● TASK TO CARRY OUT
Turn all of the rows below into a numbered list, dropping any blank lines.

(Stored items from a collection)
[start]
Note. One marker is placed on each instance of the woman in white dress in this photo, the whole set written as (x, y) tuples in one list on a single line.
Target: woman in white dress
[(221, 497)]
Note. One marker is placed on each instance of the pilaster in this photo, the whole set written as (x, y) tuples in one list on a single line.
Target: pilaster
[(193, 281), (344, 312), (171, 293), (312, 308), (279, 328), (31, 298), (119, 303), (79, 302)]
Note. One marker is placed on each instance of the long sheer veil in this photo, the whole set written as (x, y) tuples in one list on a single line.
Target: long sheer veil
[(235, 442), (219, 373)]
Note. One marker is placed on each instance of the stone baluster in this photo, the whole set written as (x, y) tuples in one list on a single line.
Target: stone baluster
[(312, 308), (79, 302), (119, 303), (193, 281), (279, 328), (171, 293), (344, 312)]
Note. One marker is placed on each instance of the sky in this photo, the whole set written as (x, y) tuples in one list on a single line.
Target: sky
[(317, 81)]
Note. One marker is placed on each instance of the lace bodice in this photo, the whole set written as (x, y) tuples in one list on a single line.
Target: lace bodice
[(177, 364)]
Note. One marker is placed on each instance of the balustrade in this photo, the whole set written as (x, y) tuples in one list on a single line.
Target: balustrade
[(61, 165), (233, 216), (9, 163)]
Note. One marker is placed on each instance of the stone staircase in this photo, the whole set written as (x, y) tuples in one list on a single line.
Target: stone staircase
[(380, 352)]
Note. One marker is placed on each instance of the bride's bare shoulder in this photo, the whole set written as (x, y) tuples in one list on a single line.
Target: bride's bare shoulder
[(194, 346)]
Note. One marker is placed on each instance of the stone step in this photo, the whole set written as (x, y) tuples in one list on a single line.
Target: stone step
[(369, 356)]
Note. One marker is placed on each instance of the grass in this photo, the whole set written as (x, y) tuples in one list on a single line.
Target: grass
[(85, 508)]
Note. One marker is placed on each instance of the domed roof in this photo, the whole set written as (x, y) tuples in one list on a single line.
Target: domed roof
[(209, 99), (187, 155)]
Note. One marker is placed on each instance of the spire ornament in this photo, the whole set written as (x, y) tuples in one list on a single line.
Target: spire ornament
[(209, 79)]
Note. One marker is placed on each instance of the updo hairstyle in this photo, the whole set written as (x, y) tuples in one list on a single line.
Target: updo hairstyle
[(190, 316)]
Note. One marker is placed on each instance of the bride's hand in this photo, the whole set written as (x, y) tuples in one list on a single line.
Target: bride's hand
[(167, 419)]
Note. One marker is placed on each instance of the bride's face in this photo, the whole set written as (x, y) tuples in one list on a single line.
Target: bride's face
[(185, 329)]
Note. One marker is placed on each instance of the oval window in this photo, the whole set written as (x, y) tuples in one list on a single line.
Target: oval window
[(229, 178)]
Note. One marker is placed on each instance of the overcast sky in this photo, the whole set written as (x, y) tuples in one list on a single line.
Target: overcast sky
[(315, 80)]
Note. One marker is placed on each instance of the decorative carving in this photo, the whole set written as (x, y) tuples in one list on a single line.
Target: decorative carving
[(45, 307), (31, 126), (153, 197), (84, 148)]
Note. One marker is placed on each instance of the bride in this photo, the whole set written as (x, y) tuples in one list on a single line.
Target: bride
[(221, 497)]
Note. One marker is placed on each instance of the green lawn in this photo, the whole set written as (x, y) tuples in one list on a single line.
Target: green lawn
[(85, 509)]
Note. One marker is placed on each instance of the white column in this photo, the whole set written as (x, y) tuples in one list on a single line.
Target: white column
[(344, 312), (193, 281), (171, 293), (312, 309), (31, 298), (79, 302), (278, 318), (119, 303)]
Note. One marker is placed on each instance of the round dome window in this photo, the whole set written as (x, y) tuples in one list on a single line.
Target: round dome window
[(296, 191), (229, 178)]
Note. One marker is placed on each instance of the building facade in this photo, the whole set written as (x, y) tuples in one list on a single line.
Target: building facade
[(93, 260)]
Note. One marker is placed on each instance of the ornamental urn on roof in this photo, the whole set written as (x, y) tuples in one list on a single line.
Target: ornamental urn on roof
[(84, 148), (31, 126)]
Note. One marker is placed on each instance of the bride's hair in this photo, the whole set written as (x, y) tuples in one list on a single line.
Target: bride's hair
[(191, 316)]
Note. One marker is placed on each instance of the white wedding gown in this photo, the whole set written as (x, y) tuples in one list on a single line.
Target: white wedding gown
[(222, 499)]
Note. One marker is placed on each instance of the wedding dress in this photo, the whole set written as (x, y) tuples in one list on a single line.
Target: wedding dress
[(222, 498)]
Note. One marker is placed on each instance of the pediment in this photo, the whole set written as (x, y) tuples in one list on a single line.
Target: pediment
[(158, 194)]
[end]
● COMPLETE ANSWER
1. Note. One marker is placed on each instance of the woman in white dress in this photo, the whole set written as (x, y) tuples in one list on a single line.
2. Target: woman in white dress
3. [(221, 497)]
4. Note. One marker is placed on each instance of the pilaster in this photo, the whole set written as (x, y) tuples in one list on a single line.
5. Target: pilaster
6. [(193, 281), (344, 312), (171, 293), (312, 308), (279, 328), (31, 298), (119, 303), (79, 302)]
7. Note. One marker is placed on each instance of the long sheer veil in this photo, the whole set written as (x, y) tuples in one list on a single line.
8. Target: long sheer veil
9. [(235, 442), (219, 373)]
10. Note. One marker is placed on each instance of the stone baluster in this photo, the whole set written as (x, y) tuples in one list on a single line.
11. Target: stone baluster
12. [(312, 308), (79, 302), (119, 303), (193, 281), (279, 328), (171, 293), (344, 312)]
13. Note. One marker is placed on each instance of the sky in this photo, the whole set written as (x, y) tuples in one list on a single line.
14. Target: sky
15. [(317, 81)]
16. Note. One marker is placed on each instance of the lace bodice in this photo, the whole set written as (x, y) tuples in one list on a single line.
17. Target: lace bodice
18. [(177, 364)]
19. Note. One marker is placed on each instance of the balustrade in this photo, the whole set written as (x, y) tuples in one list on a single line.
20. Target: balustrade
21. [(61, 165), (233, 216), (9, 163)]
22. Note. One marker is placed on each instance of the stone staircase in this photo, the whole set written as (x, y) tuples in one list on a single line.
23. Target: stone staircase
24. [(380, 352)]
25. Note. One marker is placed on each instance of the bride's bare shoulder in this photo, the whole set written as (x, y) tuples in one list on a single line.
26. Target: bride's bare shoulder
27. [(194, 346)]
28. Note. One marker is placed on each instance of the stone step in this photo, the whole set written as (x, y) tuples in one list on a single line.
29. Target: stone step
30. [(369, 356)]
31. Note. One marker is placed on each instance of the grass in this photo, the whole set written as (x, y) tuples in one list on a single line.
32. Target: grass
33. [(85, 508)]
34. Note. One marker is placed on each instance of the domed roof in this photo, the whole set written as (x, y) tuples in one list on a single line.
35. Target: domed roof
36. [(209, 99), (187, 155)]
37. Note. One marker is placed on each instance of the spire ornament in this photo, the whole set written as (x, y) tuples in one list on a single line.
38. Target: spire ornament
39. [(209, 79)]
40. Note. One marker is placed on each instance of the updo hairstyle in this photo, the whole set written as (x, y) tuples in one list on a single line.
41. Target: updo hairstyle
42. [(190, 316)]
43. Note. One marker is placed on each instance of the bride's hand in this photo, the whole set written as (x, y) tuples in one list on a single line.
44. Target: bride's hand
45. [(167, 419)]
46. Note. One marker is placed on each instance of the bride's face in this photo, the whole set written as (x, y) tuples in one list on a single line.
47. Target: bride's face
48. [(185, 329)]
49. Note. One marker is placed on each instance of the oval window in this photo, the whole set written as (x, y) tuples in one list on a single line.
50. Target: oval window
51. [(229, 178)]
52. Note. One marker is placed on each instance of the overcast sky in this photo, the whole set written as (x, y) tuples in one list on a single line.
53. Target: overcast sky
54. [(315, 80)]
55. Note. One marker is placed on each instance of the decorative carving in this photo, the whole set written as (x, y) tuples in one list on a single line.
56. Target: decorative carving
57. [(45, 307), (31, 126), (153, 197), (84, 148)]
58. Note. One marker is placed on each instance of the bride in this photo, the whole set written as (x, y) tuples in one list on a single line.
59. Target: bride
60. [(221, 497)]
61. Note. One marker is placed on each instance of the green lawn in this photo, the whole set written as (x, y) tuples in one list on a single line.
62. Target: green lawn
63. [(85, 509)]
64. Note. One marker is placed on each instance of the white column in this photo, the whole set written as (x, y) tuples in one list on a single line.
65. Target: white column
66. [(344, 312), (193, 281), (171, 293), (312, 309), (31, 298), (79, 302), (278, 318), (119, 303)]
67. Note. One marker is placed on each instance of the round dome window in this photo, the whole set written as (x, y) tuples in one list on a single line.
68. Target: round dome window
69. [(296, 191), (229, 178)]
70. Note. One marker is placed on each instance of the building facade in this photo, the whole set written as (x, y) tuples in one list on a single line.
71. Target: building facade
72. [(93, 260)]
73. Note. One marker is placed on each instance of the ornamental urn on roof in this photo, the whole set written as (x, y) tuples in one list on a single line.
74. Target: ornamental urn on roof
75. [(84, 148), (31, 126)]
76. Note. One marker is placed on each instance of the bride's hair in this photo, the whole set written as (x, y) tuples in one list on a single line.
77. Target: bride's hair
78. [(191, 316)]
79. Note. One marker is placed on each instance of the white wedding gown in this photo, the whole set written as (x, y) tuples in one list on a single line.
80. Target: white wedding gown
81. [(222, 499)]
82. Note. One marker is placed on each instance of the wedding dress in this photo, the whole set written as (x, y) tuples in one list on a single line.
83. Target: wedding dress
84. [(222, 498)]
85. Note. One marker is placed on each instance of the pediment in this photo, the whole set written as (x, y) tuples in one list on a single line.
86. Target: pediment
87. [(158, 194)]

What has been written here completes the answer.